TASK GOAL ▸
Output the data below exactly, images excluded.

━━━━━━━━━━

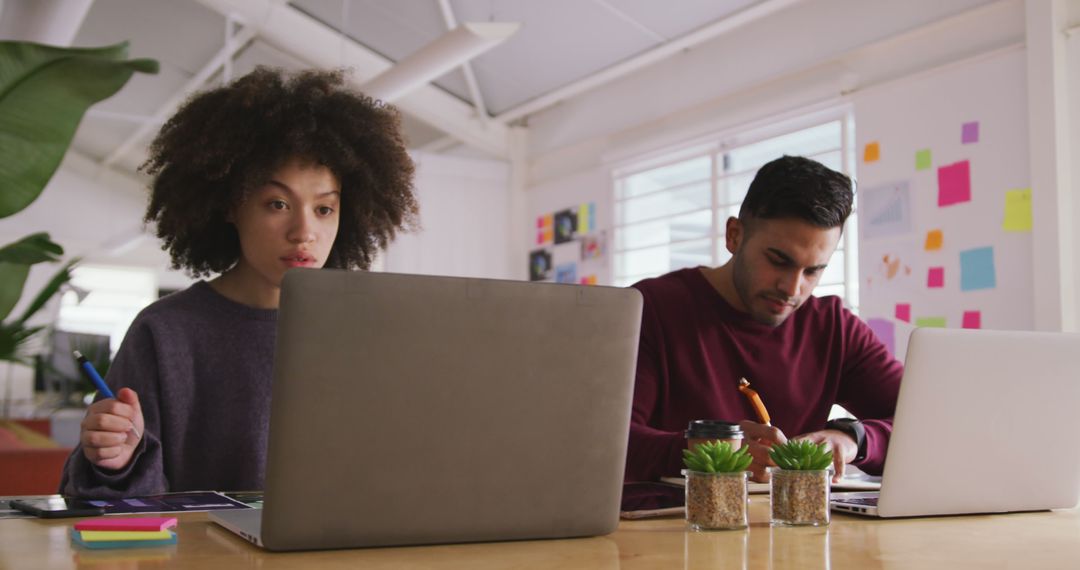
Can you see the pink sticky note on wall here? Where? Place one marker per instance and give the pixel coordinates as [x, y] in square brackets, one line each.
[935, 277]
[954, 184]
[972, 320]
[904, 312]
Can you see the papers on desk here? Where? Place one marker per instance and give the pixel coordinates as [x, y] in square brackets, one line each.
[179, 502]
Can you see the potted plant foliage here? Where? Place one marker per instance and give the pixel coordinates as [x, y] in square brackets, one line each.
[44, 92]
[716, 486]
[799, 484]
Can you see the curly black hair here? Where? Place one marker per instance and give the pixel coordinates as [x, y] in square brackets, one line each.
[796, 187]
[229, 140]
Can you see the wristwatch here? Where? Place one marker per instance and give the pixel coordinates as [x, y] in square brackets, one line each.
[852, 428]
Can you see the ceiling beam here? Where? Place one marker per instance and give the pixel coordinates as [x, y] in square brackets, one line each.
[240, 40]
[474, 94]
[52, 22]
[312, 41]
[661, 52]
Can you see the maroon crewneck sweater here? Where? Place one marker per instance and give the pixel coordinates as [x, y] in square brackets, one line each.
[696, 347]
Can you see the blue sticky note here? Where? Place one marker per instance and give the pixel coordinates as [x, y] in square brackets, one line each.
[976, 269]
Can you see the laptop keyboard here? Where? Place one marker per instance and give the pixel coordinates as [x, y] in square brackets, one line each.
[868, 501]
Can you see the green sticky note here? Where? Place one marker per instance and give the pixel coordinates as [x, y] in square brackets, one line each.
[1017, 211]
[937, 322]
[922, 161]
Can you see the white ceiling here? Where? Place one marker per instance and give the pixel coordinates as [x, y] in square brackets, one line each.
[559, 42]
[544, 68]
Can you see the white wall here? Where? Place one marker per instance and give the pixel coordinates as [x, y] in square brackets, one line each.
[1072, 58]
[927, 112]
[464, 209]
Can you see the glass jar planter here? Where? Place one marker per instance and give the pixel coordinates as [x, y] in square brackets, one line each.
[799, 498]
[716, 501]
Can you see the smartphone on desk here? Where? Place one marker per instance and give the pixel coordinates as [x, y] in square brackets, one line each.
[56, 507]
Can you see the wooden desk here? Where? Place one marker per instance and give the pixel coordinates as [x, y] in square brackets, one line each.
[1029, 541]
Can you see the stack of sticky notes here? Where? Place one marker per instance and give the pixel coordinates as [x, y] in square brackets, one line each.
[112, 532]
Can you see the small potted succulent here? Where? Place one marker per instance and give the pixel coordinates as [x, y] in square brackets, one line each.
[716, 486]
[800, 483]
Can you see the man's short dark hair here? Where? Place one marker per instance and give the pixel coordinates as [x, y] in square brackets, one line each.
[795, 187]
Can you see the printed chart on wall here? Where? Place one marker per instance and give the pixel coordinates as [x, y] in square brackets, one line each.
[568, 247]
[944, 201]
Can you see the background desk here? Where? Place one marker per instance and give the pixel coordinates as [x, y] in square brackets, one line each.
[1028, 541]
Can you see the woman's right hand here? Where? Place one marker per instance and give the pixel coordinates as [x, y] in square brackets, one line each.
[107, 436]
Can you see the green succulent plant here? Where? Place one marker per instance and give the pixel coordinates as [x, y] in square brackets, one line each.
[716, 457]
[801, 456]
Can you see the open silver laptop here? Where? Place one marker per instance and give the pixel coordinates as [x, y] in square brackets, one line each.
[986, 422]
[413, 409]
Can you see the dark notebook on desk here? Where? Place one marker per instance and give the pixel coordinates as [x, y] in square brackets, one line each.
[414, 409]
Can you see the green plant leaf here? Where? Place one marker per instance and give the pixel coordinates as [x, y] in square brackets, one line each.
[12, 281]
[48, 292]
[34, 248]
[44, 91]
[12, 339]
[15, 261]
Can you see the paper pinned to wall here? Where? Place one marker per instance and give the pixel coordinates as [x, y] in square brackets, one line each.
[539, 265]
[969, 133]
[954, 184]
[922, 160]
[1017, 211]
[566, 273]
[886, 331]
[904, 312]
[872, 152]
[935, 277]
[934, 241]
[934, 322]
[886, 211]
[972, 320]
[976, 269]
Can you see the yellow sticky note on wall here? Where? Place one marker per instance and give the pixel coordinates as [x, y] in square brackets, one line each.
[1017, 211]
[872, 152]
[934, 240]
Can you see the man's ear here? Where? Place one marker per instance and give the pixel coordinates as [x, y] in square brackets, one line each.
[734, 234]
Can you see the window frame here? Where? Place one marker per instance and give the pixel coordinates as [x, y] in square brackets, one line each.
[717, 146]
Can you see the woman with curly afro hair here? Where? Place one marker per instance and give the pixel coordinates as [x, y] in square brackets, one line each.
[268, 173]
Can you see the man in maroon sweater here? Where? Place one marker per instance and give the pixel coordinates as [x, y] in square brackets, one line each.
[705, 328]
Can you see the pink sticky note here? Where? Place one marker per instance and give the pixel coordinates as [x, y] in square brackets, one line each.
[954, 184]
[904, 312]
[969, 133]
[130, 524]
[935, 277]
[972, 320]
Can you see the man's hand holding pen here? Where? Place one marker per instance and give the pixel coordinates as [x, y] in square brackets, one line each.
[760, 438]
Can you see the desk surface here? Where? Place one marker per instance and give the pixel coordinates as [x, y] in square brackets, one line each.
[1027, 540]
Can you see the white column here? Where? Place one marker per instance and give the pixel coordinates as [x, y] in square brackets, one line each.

━━━━━━━━━━

SOLUTION TO THE EXERCISE ▸
Can you see the pink sticky note on wall here? Where? Place one marker per instance and give the pixel coordinates as [x, y] in square brackets, one line each.
[935, 277]
[954, 184]
[972, 320]
[904, 312]
Can you see the papers on desk here? Where? Place one marker per instance and give the pixel coordinates as [x, y] in square brackets, one line each.
[179, 502]
Can you see the potted plant foliage here? Where? Place one marker per instance and give the pixel coordinates as [x, y] in square brackets, one line each.
[44, 92]
[716, 486]
[799, 484]
Can you see the curly black hair here? Where? Place one marker per instance and give the pixel coordinates as [x, y] in square brackets, one line each.
[796, 187]
[229, 140]
Can you see the wristwatch here? Where? Place one marker per instance and give the pixel coordinates as [x, y] in square brackets, one line each.
[852, 428]
Can you see the ceiling beam here? Where? Place one marker per instance and give the pixel coordinates as [x, y] in square brackets, one line each.
[240, 40]
[474, 94]
[52, 22]
[312, 41]
[661, 52]
Can you see the maroon crewneck sweater here? Where? Place one marker per instance and give the pixel coordinates as [x, y] in square brackets, one line each.
[696, 347]
Can you see the blue sticky note here? Where? Place one marker per instance and give the pixel coordinates as [x, y] in square brackets, one line each.
[976, 269]
Can you see the laptop keyboard here? Where? Place one marker per instance and give the pixel coordinates as [x, y] in square brackets, one line each.
[868, 501]
Can you see the green sticky note here? Where? Place one marker per instance and give the pixel coordinates as [x, y] in square brackets, one line each.
[1017, 211]
[937, 322]
[922, 161]
Can you see the white ceiling here? Where? Place one marker per instance and give the pixel coordinates as [x, y] in square brackets, one line each.
[559, 42]
[544, 68]
Can you see the white wall here? Where? Place one marker per instance and give the pixel coordinates as [x, y] in square brackets, one line each.
[1072, 58]
[927, 112]
[464, 209]
Can you see the glass jar planter here? Where? Place one marker per instance and give the pixel coordinates as [x, y] in square brackets, one line each.
[799, 498]
[716, 501]
Can you see the smartphone on desk here? Where? Place one marker per instance and give the pixel coordinates as [x, y] in square brackets, one line each.
[56, 507]
Can you see the wooden desk here? Where? Place one marker per instance and give the pixel coordinates as [x, y] in square brackets, one line each.
[1029, 541]
Can you see the stack of sticky notes here? Where? Place one marker per instance and give the pixel coordinates as [x, y] in square brackets, one line each.
[112, 532]
Can you see the small potted succulent here? Where? Place one marker per instance and give the pixel coordinates as [x, y] in square brackets, one line each.
[716, 486]
[800, 483]
Can you see the man's short dark hair here? Where? Place one marker per instance and give the pixel coordinates as [x, y] in square brackets, one line each.
[795, 187]
Can you see the printed chart on wall here? Where? Place one marker per instance and give the pixel coordinates as [x, y] in square brackets, one line each.
[568, 247]
[944, 201]
Can you see the background desk here? Where? Place one marker per instance and give the pixel coordinates as [x, y] in square brackets, one line each.
[1028, 541]
Can you see the woman's right hand here? Where? Place one marker per instance and give the pixel coordinates as [x, y] in square brackets, one line each.
[107, 436]
Can you see the green succulent plant here? Where? Place one marker per instance and give the pixel coordinates as [x, y] in square brackets, one line each.
[716, 457]
[801, 456]
Can you see the open silver laptop here? Where? Place one marker per instance and give the pixel coordinates as [x, y] in square brackets, one line each.
[986, 422]
[413, 409]
Can you see the dark notebook on desk here? Where? Place one marker per instance and give the pixel coordinates as [x, y] in square brackets, one line each.
[414, 409]
Can you see the green plant leaf here? Where? Place one marker per instance and give the pixel coordinates as [x, y] in square brackets, one line each.
[12, 281]
[48, 292]
[34, 248]
[44, 91]
[12, 339]
[15, 261]
Can you see the paper pinned to wall here? Where? Place one marker per instance and give the pixel coordinates as [x, y] in square brackets, one line each.
[539, 265]
[969, 133]
[954, 184]
[922, 160]
[1017, 211]
[566, 273]
[886, 331]
[904, 312]
[872, 152]
[935, 277]
[934, 241]
[934, 322]
[886, 211]
[972, 320]
[976, 269]
Can you see the yellow sticky note on wall here? Where? Place one marker per instance and give the pixel coordinates as [x, y] in square brackets, one line each.
[1017, 211]
[872, 152]
[934, 240]
Can you see the man's ear here? Where? Place one marker per instance and give the pixel coordinates as [x, y] in square brackets, one line each.
[734, 234]
Can you see the window frame here? Where? Place one marker per instance and give the pixel coordinates as [x, y] in square brackets, one line each.
[717, 146]
Can you see the woman with curly afro hair here? Where? Place one marker per instance and give the pixel coordinates as [x, y] in square brackets, one line each.
[268, 173]
Can you see the man in maroon sweater here? Where? Place one marker per instance and give the pixel coordinates as [x, y] in square brackets, one line each.
[705, 328]
Can you see the pink sticky note here? Where? Place one marker per instance and give the pixel coordinates as [x, y] in square brackets, one line each.
[954, 184]
[904, 312]
[969, 133]
[130, 524]
[935, 277]
[972, 320]
Can you see the man's hand holding pen here? Where? Place one marker per instance and give the pixel coordinates as [x, y] in square brackets, one line each.
[760, 438]
Can you see the desk surface here? Where? Place one marker per instance and give the pixel coordinates as [x, y] in square brackets, one line each.
[1027, 540]
Can you see the white column here? Where? Place one marker per instance and give the pixel coordinates as [x, y] in square brackets, one line each.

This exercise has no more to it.